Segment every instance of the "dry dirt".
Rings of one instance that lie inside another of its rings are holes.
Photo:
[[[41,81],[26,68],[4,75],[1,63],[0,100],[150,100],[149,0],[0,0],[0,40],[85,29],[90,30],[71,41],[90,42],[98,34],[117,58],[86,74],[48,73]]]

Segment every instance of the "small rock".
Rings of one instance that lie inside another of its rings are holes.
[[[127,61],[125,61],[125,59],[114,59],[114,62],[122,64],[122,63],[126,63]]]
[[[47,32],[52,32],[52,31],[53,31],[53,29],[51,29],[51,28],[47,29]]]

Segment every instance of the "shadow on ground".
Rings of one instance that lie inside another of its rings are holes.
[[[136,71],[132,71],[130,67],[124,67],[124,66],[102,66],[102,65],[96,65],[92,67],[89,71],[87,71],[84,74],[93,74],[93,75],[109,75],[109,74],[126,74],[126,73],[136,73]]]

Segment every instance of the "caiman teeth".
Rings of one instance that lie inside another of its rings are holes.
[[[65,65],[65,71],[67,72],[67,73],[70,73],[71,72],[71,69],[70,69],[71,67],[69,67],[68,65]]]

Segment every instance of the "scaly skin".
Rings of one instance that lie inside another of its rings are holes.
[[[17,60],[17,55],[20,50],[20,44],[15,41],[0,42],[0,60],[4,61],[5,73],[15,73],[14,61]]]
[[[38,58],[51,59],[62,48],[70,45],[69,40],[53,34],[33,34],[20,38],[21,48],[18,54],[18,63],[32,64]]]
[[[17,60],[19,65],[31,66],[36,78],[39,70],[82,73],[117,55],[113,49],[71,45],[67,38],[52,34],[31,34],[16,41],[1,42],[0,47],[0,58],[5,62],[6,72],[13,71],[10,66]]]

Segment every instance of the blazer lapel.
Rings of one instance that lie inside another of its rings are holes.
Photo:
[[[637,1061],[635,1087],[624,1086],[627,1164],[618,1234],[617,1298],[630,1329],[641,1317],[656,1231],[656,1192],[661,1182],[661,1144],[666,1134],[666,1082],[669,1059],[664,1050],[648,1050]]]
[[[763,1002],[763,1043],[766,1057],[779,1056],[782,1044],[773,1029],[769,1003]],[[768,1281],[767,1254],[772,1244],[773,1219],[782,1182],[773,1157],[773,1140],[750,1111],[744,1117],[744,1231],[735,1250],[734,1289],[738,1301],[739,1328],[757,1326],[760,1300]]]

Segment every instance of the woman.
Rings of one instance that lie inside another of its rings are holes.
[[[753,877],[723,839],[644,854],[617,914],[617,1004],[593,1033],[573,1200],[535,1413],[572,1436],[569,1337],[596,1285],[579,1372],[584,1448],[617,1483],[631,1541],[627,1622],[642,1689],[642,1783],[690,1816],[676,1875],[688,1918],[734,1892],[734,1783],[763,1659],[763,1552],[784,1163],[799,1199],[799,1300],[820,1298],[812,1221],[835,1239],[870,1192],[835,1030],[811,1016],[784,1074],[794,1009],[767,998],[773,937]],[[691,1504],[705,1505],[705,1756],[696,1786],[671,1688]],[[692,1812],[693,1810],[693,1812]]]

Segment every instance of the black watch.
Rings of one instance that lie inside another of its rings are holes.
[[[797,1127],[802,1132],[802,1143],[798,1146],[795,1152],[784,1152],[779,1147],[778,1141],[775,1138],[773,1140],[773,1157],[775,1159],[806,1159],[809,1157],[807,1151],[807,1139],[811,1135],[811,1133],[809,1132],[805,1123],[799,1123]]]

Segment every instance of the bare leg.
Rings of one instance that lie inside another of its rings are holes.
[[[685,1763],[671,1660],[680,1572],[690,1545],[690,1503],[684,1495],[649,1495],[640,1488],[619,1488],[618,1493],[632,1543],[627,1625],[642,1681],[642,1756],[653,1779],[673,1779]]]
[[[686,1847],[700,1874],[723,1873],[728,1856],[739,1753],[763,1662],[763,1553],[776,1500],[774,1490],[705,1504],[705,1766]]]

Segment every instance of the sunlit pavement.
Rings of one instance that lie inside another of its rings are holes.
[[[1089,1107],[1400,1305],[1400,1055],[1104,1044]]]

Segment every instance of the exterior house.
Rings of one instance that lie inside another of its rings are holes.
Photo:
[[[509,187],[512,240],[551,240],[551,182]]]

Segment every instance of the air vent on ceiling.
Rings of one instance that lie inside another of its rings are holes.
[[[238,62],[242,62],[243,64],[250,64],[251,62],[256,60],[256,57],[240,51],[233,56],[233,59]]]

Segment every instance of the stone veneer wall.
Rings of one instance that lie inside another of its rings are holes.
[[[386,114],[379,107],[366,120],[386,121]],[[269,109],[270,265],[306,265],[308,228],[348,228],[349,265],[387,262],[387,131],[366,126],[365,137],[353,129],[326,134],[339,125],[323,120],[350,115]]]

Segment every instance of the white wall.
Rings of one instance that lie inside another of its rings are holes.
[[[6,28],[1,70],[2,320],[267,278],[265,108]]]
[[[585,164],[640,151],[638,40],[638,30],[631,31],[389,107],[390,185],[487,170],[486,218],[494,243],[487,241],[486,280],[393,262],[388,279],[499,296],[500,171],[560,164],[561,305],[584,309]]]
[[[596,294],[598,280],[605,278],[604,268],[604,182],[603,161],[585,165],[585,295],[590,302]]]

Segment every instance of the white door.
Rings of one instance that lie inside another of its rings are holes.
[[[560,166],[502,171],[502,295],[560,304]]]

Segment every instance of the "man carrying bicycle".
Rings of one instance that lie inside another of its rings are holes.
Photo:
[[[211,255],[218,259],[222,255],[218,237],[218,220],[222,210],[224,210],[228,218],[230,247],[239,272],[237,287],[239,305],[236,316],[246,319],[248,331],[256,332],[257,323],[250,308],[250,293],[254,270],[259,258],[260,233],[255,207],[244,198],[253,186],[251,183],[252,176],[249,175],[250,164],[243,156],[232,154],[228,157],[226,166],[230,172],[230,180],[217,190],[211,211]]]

* * * * *

* _What is expected_:
For every entry in the records above, write an exact copy.

* _Your response_:
Segment every instance of the "dry dirt".
Rings of one instance that lie inside another of its rings are holes.
Photo:
[[[41,81],[26,68],[4,75],[1,63],[0,100],[150,100],[149,0],[0,0],[0,40],[85,29],[90,30],[71,41],[90,42],[98,34],[117,58],[86,74],[48,73]]]

Segment every instance of the "small rock".
Rings of one instance that lie inside another of its rings are holes.
[[[127,61],[125,61],[125,59],[114,59],[114,62],[122,64],[122,63],[126,63]]]
[[[47,32],[52,32],[52,31],[53,31],[53,29],[51,29],[51,28],[47,29]]]

Segment every instance of the "shadow on ground".
Rings of one instance that lie inside another of its rings are holes.
[[[136,71],[132,71],[130,67],[124,67],[124,66],[102,66],[102,65],[96,65],[92,67],[89,71],[87,71],[84,74],[93,74],[93,75],[109,75],[109,74],[126,74],[126,73],[136,73]]]

Segment every instance of the "caiman teeth".
Rings of one instance that lie inside another of its rings are holes.
[[[65,65],[65,71],[67,72],[67,73],[70,73],[71,72],[71,69],[70,69],[71,67],[69,67],[68,65]]]

Segment every instance of the "scaly skin".
Rings of one instance that lie inside another of its rings are holes.
[[[17,60],[17,55],[20,50],[20,44],[15,41],[0,42],[0,60],[4,61],[5,73],[15,73],[14,61]]]
[[[38,58],[51,59],[62,48],[70,45],[69,40],[53,34],[33,34],[20,38],[21,48],[18,54],[18,63],[32,64]]]
[[[17,60],[19,65],[31,66],[36,78],[39,70],[82,73],[117,55],[113,49],[71,45],[67,38],[52,34],[31,34],[16,41],[1,42],[0,47],[0,58],[5,62],[6,72],[13,71],[10,66]]]

Segment every instance of the blazer lapel.
Rings of one instance that lie inside another of its rings are holes.
Photo:
[[[637,1061],[635,1087],[624,1086],[627,1164],[618,1234],[617,1298],[630,1329],[641,1317],[656,1231],[656,1192],[661,1182],[661,1144],[666,1134],[666,1082],[669,1059],[664,1050],[648,1050]]]
[[[763,1002],[763,1043],[766,1057],[779,1056],[782,1044],[773,1029],[769,1003]],[[768,1281],[767,1254],[772,1244],[773,1219],[782,1182],[773,1157],[773,1140],[750,1111],[744,1117],[744,1231],[735,1250],[734,1289],[738,1301],[739,1328],[757,1326],[760,1300]]]

Segment every instance of the woman.
Rings of one instance that lie inside another of its rings are holes.
[[[753,877],[723,839],[644,854],[617,914],[617,1004],[593,1033],[573,1200],[535,1413],[572,1436],[569,1337],[596,1285],[579,1372],[584,1448],[617,1483],[631,1541],[627,1622],[642,1689],[642,1783],[690,1816],[676,1875],[688,1918],[734,1892],[734,1783],[763,1659],[763,1552],[784,1163],[799,1199],[799,1300],[820,1298],[812,1221],[835,1239],[870,1192],[835,1030],[811,1016],[784,1074],[794,1009],[767,998],[773,937]],[[691,1504],[705,1505],[705,1756],[696,1786],[671,1688]],[[692,1812],[693,1810],[693,1812]]]

Segment every instance of the black watch.
Rings of one instance that lie inside another of its rings are holes.
[[[797,1127],[802,1132],[802,1143],[798,1146],[795,1152],[784,1152],[779,1147],[778,1141],[775,1138],[773,1140],[773,1157],[775,1159],[806,1159],[809,1157],[807,1151],[807,1139],[811,1135],[811,1133],[809,1132],[805,1123],[799,1123]]]

Segment every instance of the bare leg.
Rings of one instance that lie inside another of its rings are holes.
[[[685,1763],[671,1660],[680,1572],[690,1545],[690,1503],[684,1495],[649,1495],[640,1488],[619,1488],[618,1493],[632,1543],[627,1625],[642,1681],[642,1756],[653,1779],[673,1779]]]
[[[686,1847],[700,1874],[723,1873],[728,1856],[739,1753],[763,1662],[763,1553],[776,1500],[774,1490],[705,1504],[705,1766]]]

Segment every instance of the sunlit pavement.
Rings of one instance that lie inside another of its rings are holes.
[[[1089,1107],[1400,1305],[1400,1055],[1104,1044]]]

Segment every instance of the exterior house.
Rings of one instance that lie inside another of its rings are holes.
Photo:
[[[509,187],[512,240],[551,240],[551,182]]]

Segment every instance of the air vent on ceiling.
Rings of one instance that lie inside another of its rings are holes.
[[[238,62],[242,62],[243,64],[250,64],[251,62],[256,60],[256,57],[240,51],[233,56],[233,59]]]

Segment every instance of the stone veneer wall.
Rings of one instance that lie inside another of its rings are holes.
[[[386,114],[379,107],[366,120],[386,121]],[[269,109],[270,265],[306,265],[308,228],[348,228],[349,265],[387,262],[387,131],[366,126],[365,137],[353,129],[326,134],[339,125],[323,120],[350,115]]]

Segment every instance of the white wall.
Rings of one instance that lie inside another of its rings are holes.
[[[6,28],[1,70],[2,320],[267,278],[265,108]]]
[[[585,164],[640,151],[638,40],[638,30],[631,31],[389,107],[390,185],[487,170],[486,218],[494,243],[487,241],[486,280],[393,262],[388,279],[499,296],[500,171],[560,164],[561,305],[584,309]]]
[[[596,294],[598,280],[605,278],[604,268],[604,182],[603,161],[585,165],[585,295],[590,302]]]

Segment every instance of the white door.
Rings of one instance that lie inside another of its rings are holes.
[[[560,166],[502,171],[502,295],[560,304]]]

Segment every instance of the "man carrying bicycle".
Rings of one instance that lie inside another of its rings are holes.
Photo:
[[[211,255],[218,259],[222,255],[218,237],[218,220],[222,210],[224,210],[228,218],[230,247],[239,272],[237,287],[239,305],[236,316],[246,319],[248,331],[256,332],[257,323],[250,308],[250,293],[254,270],[259,258],[260,233],[255,207],[244,198],[253,186],[251,183],[252,176],[249,175],[250,164],[243,156],[232,154],[228,157],[226,166],[230,172],[230,180],[217,190],[211,211]]]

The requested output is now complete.